BUS 490 Independent Study
Selected topics in business administration may be studied and researched on an independent basis. Enrollment is normally limited to business administration degree candidates. Prerequisites: junior standing and permission of instructor and Department chair. Cr 1-6.

FIN 320 Basic Financial Management
This course is a balanced introduction to the theory and practice of financial management. It prepares students to make basic financial decisions and understand the decisions of others. Topics include time value of money, capital markets, risk and return, stock and bond valuation, capital budgeting, capital structure, and working capital management. Prerequisites: ACC 110 (C- or higher), ECO 101 or ECO 102, MAT 210 (C- or higher) or other approved statistics course (see http://usm.maine.edu/sb/stats for approved courses), and junior standing. Cr 3.

FIN 321 Personal Financial Planning
This course begins to prepare students for a career as a professional financial planner by providing fundamental concepts and principles of personal financial planning, applied with a quantifiable approach to achieving client objectives. Topics include general principles of financial planning, the changing nature of the financial services environment, code of ethics and professional responsibility, credit and debt management, budgeting, personal taxes, employee benefit planning, goal attainment, investment planning, risk management through the purchase of insurance, retirement planning, and estate planning. The course will include casework and current financial planning problem scenarios. Prerequisites: FIN 320 (C or higher) and junior standing. Cr 3.

# # #

GIVEN EXERCISE A:
Can you summarize the course descriptions in two sentences?
GIVEN EXERCISE B:
Could you extend the course descriptions by writing what comes after the FIN 321 entry?
The material after this point is separate from the course descriptions.

GIVEN DATA:
# # #

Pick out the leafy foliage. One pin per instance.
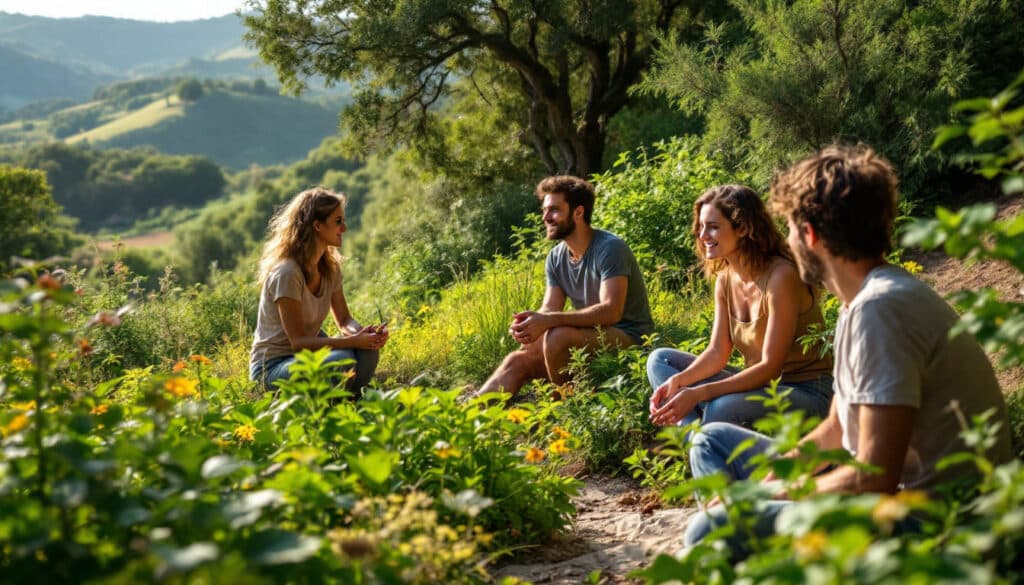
(32, 225)
(567, 66)
(787, 77)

# # #

TASK OUTPUT A:
BUS 490 lets students, normally business administration degree candidates with junior standing and permission from the instructor and Department chair, study selected business topics independently for 1 to 6 credits. FIN 320 is a balanced introduction to the theory and practice of financial management, and FIN 321, which requires FIN 320 with a C or higher, begins preparing students for careers as professional financial planners.

TASK OUTPUT B:
FIN 323 Derivatives: Options, Futures, and Swaps
This course explores the markets and valuations techniques for futures, options, and swaps contracts. Hedging and speculating techniques using derivatives are stressed. Financial engineering techniques are developed using derivatives which can adjust the risk and return offered by traditional assets. Topics include: Forward contracts, stock futures, interest rate futures, stock index futures, stock options, interest rate options, and swaps. Prerequisites: FIN 320 (C or higher) and junior standing. Spring only. Cr 3.

FIN 326 Financial Modeling
Introduces principles and techniques for building and implementing financial models. Topics are drawn from a variety of areas: financial planning, investments, derivatives, and corporate finance. The course emphasizes the application of financial modeling techniques in identifying and implementing business solutions. The course will be of special interest to students seeking hands-on experience constructing financial models. Prerequisites: FIN 320 (C or higher) and junior standing. Fall only. Cr 3.

FIN 327 Investment Management
Introduction to the securities markets, investment media, and strategies for managing individual and institutional investment portfolios. Special attention is directed to the risk and rate-of-return aspects of corporate stocks and bonds, government bonds, options, futures, and mutual funds. Prerequisites: FIN 320 (C or higher) and junior standing. Spring only. Cr 3.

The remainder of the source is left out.